Material for this exercise START

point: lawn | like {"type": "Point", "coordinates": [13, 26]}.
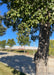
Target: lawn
{"type": "Point", "coordinates": [30, 52]}
{"type": "Point", "coordinates": [6, 70]}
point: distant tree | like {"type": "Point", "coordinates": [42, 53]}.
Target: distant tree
{"type": "Point", "coordinates": [11, 42]}
{"type": "Point", "coordinates": [33, 13]}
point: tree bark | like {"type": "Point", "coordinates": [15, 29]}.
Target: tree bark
{"type": "Point", "coordinates": [41, 56]}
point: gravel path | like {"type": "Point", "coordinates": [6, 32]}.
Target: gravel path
{"type": "Point", "coordinates": [23, 62]}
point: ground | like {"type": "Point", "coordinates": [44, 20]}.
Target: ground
{"type": "Point", "coordinates": [24, 63]}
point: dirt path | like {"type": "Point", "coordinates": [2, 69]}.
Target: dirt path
{"type": "Point", "coordinates": [23, 62]}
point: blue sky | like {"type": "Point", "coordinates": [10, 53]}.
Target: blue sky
{"type": "Point", "coordinates": [10, 34]}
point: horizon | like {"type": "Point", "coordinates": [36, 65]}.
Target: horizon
{"type": "Point", "coordinates": [10, 34]}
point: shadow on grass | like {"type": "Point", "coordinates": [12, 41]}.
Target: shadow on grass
{"type": "Point", "coordinates": [20, 62]}
{"type": "Point", "coordinates": [2, 53]}
{"type": "Point", "coordinates": [21, 51]}
{"type": "Point", "coordinates": [17, 72]}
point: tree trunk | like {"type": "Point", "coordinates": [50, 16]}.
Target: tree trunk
{"type": "Point", "coordinates": [41, 56]}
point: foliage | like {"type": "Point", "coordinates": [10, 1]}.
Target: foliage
{"type": "Point", "coordinates": [11, 42]}
{"type": "Point", "coordinates": [29, 14]}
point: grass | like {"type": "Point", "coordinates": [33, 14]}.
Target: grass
{"type": "Point", "coordinates": [6, 70]}
{"type": "Point", "coordinates": [51, 51]}
{"type": "Point", "coordinates": [30, 52]}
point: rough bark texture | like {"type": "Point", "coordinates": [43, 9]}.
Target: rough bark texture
{"type": "Point", "coordinates": [41, 56]}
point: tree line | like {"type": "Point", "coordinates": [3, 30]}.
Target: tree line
{"type": "Point", "coordinates": [10, 43]}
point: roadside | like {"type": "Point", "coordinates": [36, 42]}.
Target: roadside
{"type": "Point", "coordinates": [24, 62]}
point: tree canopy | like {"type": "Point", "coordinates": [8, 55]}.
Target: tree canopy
{"type": "Point", "coordinates": [29, 13]}
{"type": "Point", "coordinates": [11, 42]}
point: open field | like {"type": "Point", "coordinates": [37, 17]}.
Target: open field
{"type": "Point", "coordinates": [30, 52]}
{"type": "Point", "coordinates": [23, 63]}
{"type": "Point", "coordinates": [6, 70]}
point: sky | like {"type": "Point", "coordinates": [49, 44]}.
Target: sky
{"type": "Point", "coordinates": [10, 34]}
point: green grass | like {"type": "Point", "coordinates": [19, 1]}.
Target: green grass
{"type": "Point", "coordinates": [51, 51]}
{"type": "Point", "coordinates": [6, 70]}
{"type": "Point", "coordinates": [30, 52]}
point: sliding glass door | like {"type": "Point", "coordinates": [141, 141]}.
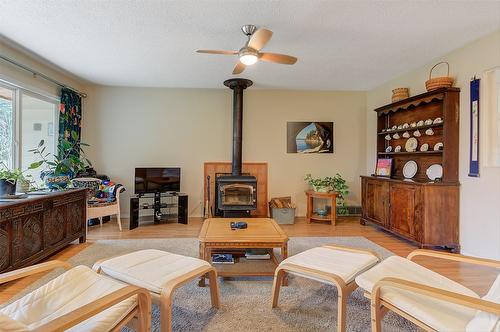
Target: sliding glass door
{"type": "Point", "coordinates": [26, 118]}
{"type": "Point", "coordinates": [7, 126]}
{"type": "Point", "coordinates": [38, 122]}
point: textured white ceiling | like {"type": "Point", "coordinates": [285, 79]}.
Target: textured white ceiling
{"type": "Point", "coordinates": [341, 45]}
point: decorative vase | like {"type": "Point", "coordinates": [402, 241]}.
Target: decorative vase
{"type": "Point", "coordinates": [7, 188]}
{"type": "Point", "coordinates": [23, 186]}
{"type": "Point", "coordinates": [54, 182]}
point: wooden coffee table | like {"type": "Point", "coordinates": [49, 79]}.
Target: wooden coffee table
{"type": "Point", "coordinates": [216, 236]}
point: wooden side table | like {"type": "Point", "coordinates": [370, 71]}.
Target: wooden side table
{"type": "Point", "coordinates": [332, 196]}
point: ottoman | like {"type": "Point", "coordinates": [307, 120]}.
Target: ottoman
{"type": "Point", "coordinates": [331, 264]}
{"type": "Point", "coordinates": [161, 273]}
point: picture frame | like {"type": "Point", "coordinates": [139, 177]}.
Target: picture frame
{"type": "Point", "coordinates": [310, 137]}
{"type": "Point", "coordinates": [384, 167]}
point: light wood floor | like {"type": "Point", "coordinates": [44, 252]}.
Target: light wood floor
{"type": "Point", "coordinates": [477, 278]}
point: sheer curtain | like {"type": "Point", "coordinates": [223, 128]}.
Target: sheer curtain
{"type": "Point", "coordinates": [491, 116]}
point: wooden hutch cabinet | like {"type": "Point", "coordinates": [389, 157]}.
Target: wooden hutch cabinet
{"type": "Point", "coordinates": [418, 209]}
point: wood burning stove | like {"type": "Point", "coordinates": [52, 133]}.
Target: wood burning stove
{"type": "Point", "coordinates": [236, 194]}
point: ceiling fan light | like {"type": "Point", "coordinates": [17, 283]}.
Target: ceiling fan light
{"type": "Point", "coordinates": [248, 59]}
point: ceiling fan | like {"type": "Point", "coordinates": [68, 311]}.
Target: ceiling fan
{"type": "Point", "coordinates": [250, 53]}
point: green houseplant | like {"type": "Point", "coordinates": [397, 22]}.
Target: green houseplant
{"type": "Point", "coordinates": [9, 178]}
{"type": "Point", "coordinates": [337, 183]}
{"type": "Point", "coordinates": [64, 166]}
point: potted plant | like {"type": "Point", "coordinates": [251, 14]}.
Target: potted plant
{"type": "Point", "coordinates": [65, 166]}
{"type": "Point", "coordinates": [336, 183]}
{"type": "Point", "coordinates": [10, 178]}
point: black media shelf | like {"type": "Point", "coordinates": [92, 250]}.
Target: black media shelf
{"type": "Point", "coordinates": [175, 201]}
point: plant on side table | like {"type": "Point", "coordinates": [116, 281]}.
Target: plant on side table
{"type": "Point", "coordinates": [327, 184]}
{"type": "Point", "coordinates": [65, 166]}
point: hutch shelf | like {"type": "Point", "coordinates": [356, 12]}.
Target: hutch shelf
{"type": "Point", "coordinates": [418, 209]}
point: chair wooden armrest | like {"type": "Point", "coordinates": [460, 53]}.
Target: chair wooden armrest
{"type": "Point", "coordinates": [351, 249]}
{"type": "Point", "coordinates": [34, 269]}
{"type": "Point", "coordinates": [437, 293]}
{"type": "Point", "coordinates": [311, 272]}
{"type": "Point", "coordinates": [454, 257]}
{"type": "Point", "coordinates": [85, 312]}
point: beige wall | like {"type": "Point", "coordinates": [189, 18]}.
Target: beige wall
{"type": "Point", "coordinates": [133, 127]}
{"type": "Point", "coordinates": [480, 197]}
{"type": "Point", "coordinates": [26, 80]}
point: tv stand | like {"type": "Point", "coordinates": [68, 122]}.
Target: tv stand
{"type": "Point", "coordinates": [165, 207]}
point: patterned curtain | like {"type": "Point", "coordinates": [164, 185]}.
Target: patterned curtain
{"type": "Point", "coordinates": [70, 116]}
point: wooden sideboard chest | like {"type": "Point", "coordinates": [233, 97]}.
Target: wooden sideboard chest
{"type": "Point", "coordinates": [418, 209]}
{"type": "Point", "coordinates": [34, 228]}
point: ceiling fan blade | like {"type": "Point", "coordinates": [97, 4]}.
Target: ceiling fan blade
{"type": "Point", "coordinates": [259, 39]}
{"type": "Point", "coordinates": [239, 68]}
{"type": "Point", "coordinates": [218, 52]}
{"type": "Point", "coordinates": [278, 58]}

Material for this exercise END

Activity:
Return every line above verbatim, pictures excluded.

Solution to this task:
point: lawn | like {"type": "Point", "coordinates": [13, 26]}.
Target: lawn
{"type": "Point", "coordinates": [30, 52]}
{"type": "Point", "coordinates": [6, 70]}
point: distant tree | like {"type": "Point", "coordinates": [42, 53]}.
Target: distant tree
{"type": "Point", "coordinates": [11, 42]}
{"type": "Point", "coordinates": [33, 13]}
point: tree bark | like {"type": "Point", "coordinates": [15, 29]}.
Target: tree bark
{"type": "Point", "coordinates": [41, 56]}
point: gravel path | like {"type": "Point", "coordinates": [6, 32]}.
Target: gravel path
{"type": "Point", "coordinates": [23, 62]}
point: ground | like {"type": "Point", "coordinates": [44, 20]}.
Target: ground
{"type": "Point", "coordinates": [24, 63]}
point: dirt path | like {"type": "Point", "coordinates": [2, 69]}.
Target: dirt path
{"type": "Point", "coordinates": [23, 62]}
point: blue sky | like {"type": "Point", "coordinates": [10, 53]}.
Target: blue sky
{"type": "Point", "coordinates": [10, 34]}
point: horizon | like {"type": "Point", "coordinates": [36, 65]}.
Target: horizon
{"type": "Point", "coordinates": [10, 34]}
point: shadow on grass | like {"type": "Point", "coordinates": [12, 41]}.
Target: shadow on grass
{"type": "Point", "coordinates": [20, 62]}
{"type": "Point", "coordinates": [2, 53]}
{"type": "Point", "coordinates": [21, 51]}
{"type": "Point", "coordinates": [17, 72]}
point: tree trunk | like {"type": "Point", "coordinates": [50, 16]}.
Target: tree trunk
{"type": "Point", "coordinates": [41, 56]}
point: foliage | like {"type": "Point", "coordinates": [10, 1]}.
Target: foliage
{"type": "Point", "coordinates": [11, 42]}
{"type": "Point", "coordinates": [29, 14]}
point: grass | like {"type": "Point", "coordinates": [33, 14]}.
Target: grass
{"type": "Point", "coordinates": [6, 70]}
{"type": "Point", "coordinates": [51, 51]}
{"type": "Point", "coordinates": [30, 52]}
point: rough bark texture | like {"type": "Point", "coordinates": [43, 9]}.
Target: rough bark texture
{"type": "Point", "coordinates": [41, 56]}
point: tree line | like {"type": "Point", "coordinates": [3, 30]}.
Target: tree line
{"type": "Point", "coordinates": [10, 43]}
point: roadside | like {"type": "Point", "coordinates": [36, 42]}.
Target: roadside
{"type": "Point", "coordinates": [24, 62]}
point: tree canopy | like {"type": "Point", "coordinates": [8, 55]}.
Target: tree canopy
{"type": "Point", "coordinates": [29, 13]}
{"type": "Point", "coordinates": [11, 42]}
point: open field | like {"type": "Point", "coordinates": [37, 17]}.
Target: open field
{"type": "Point", "coordinates": [30, 52]}
{"type": "Point", "coordinates": [23, 63]}
{"type": "Point", "coordinates": [6, 70]}
point: sky | like {"type": "Point", "coordinates": [49, 44]}.
Target: sky
{"type": "Point", "coordinates": [10, 34]}
point: green grass | like {"type": "Point", "coordinates": [19, 1]}.
Target: green grass
{"type": "Point", "coordinates": [51, 51]}
{"type": "Point", "coordinates": [6, 70]}
{"type": "Point", "coordinates": [30, 52]}
point: sliding glass door | like {"type": "Point", "coordinates": [141, 141]}.
Target: sliding glass door
{"type": "Point", "coordinates": [26, 118]}
{"type": "Point", "coordinates": [7, 126]}
{"type": "Point", "coordinates": [38, 122]}
point: textured white ceiling | like {"type": "Point", "coordinates": [285, 79]}.
Target: textured white ceiling
{"type": "Point", "coordinates": [341, 45]}
point: decorative vase | like {"type": "Point", "coordinates": [402, 241]}.
Target: decorative vase
{"type": "Point", "coordinates": [7, 188]}
{"type": "Point", "coordinates": [23, 186]}
{"type": "Point", "coordinates": [54, 182]}
point: wooden coffee table | like {"type": "Point", "coordinates": [49, 79]}.
Target: wooden coffee table
{"type": "Point", "coordinates": [216, 236]}
point: wooden side table | like {"type": "Point", "coordinates": [370, 71]}.
Target: wooden side table
{"type": "Point", "coordinates": [332, 196]}
point: ottoman | like {"type": "Point", "coordinates": [307, 120]}.
Target: ottoman
{"type": "Point", "coordinates": [331, 264]}
{"type": "Point", "coordinates": [161, 273]}
point: picture frame | like {"type": "Point", "coordinates": [139, 177]}.
Target: picture frame
{"type": "Point", "coordinates": [310, 137]}
{"type": "Point", "coordinates": [384, 167]}
point: light wood floor | like {"type": "Point", "coordinates": [44, 252]}.
Target: light wood floor
{"type": "Point", "coordinates": [477, 278]}
point: sheer curtain | like {"type": "Point", "coordinates": [223, 128]}.
Target: sheer curtain
{"type": "Point", "coordinates": [491, 116]}
point: wooden hutch cabinet | like {"type": "Point", "coordinates": [389, 157]}.
Target: wooden hutch cabinet
{"type": "Point", "coordinates": [418, 209]}
point: wood burning stove | like {"type": "Point", "coordinates": [52, 133]}.
Target: wood burning stove
{"type": "Point", "coordinates": [236, 194]}
point: ceiling fan light | like {"type": "Point", "coordinates": [17, 283]}.
Target: ceiling fan light
{"type": "Point", "coordinates": [248, 59]}
point: ceiling fan | like {"type": "Point", "coordinates": [68, 311]}.
Target: ceiling fan
{"type": "Point", "coordinates": [250, 53]}
point: green houseplant | like {"type": "Point", "coordinates": [397, 22]}.
Target: green houseplant
{"type": "Point", "coordinates": [9, 178]}
{"type": "Point", "coordinates": [337, 183]}
{"type": "Point", "coordinates": [64, 166]}
point: potted plant | like {"type": "Point", "coordinates": [251, 14]}.
Target: potted plant
{"type": "Point", "coordinates": [65, 166]}
{"type": "Point", "coordinates": [336, 183]}
{"type": "Point", "coordinates": [10, 178]}
point: black media shelf | like {"type": "Point", "coordinates": [92, 250]}.
Target: black media shelf
{"type": "Point", "coordinates": [175, 201]}
point: plant on side table | like {"type": "Point", "coordinates": [116, 281]}.
Target: plant on side table
{"type": "Point", "coordinates": [327, 184]}
{"type": "Point", "coordinates": [65, 166]}
point: hutch shelf | like {"type": "Point", "coordinates": [356, 12]}.
Target: hutch shelf
{"type": "Point", "coordinates": [418, 209]}
point: chair wooden armrest | like {"type": "Point", "coordinates": [460, 53]}.
Target: chair wooden armrest
{"type": "Point", "coordinates": [351, 249]}
{"type": "Point", "coordinates": [34, 269]}
{"type": "Point", "coordinates": [437, 293]}
{"type": "Point", "coordinates": [311, 272]}
{"type": "Point", "coordinates": [454, 257]}
{"type": "Point", "coordinates": [85, 312]}
point: beige wall | like {"type": "Point", "coordinates": [189, 18]}.
Target: beige wall
{"type": "Point", "coordinates": [133, 127]}
{"type": "Point", "coordinates": [480, 197]}
{"type": "Point", "coordinates": [26, 80]}
point: tv stand | like {"type": "Point", "coordinates": [68, 122]}.
Target: tv stand
{"type": "Point", "coordinates": [165, 207]}
point: patterned curtain | like {"type": "Point", "coordinates": [164, 185]}.
Target: patterned curtain
{"type": "Point", "coordinates": [70, 116]}
point: wooden sideboard chest | like {"type": "Point", "coordinates": [233, 97]}.
Target: wooden sideboard chest
{"type": "Point", "coordinates": [418, 209]}
{"type": "Point", "coordinates": [34, 228]}
point: ceiling fan blade | like {"type": "Point", "coordinates": [97, 4]}.
Target: ceiling fan blade
{"type": "Point", "coordinates": [259, 39]}
{"type": "Point", "coordinates": [239, 68]}
{"type": "Point", "coordinates": [218, 52]}
{"type": "Point", "coordinates": [278, 58]}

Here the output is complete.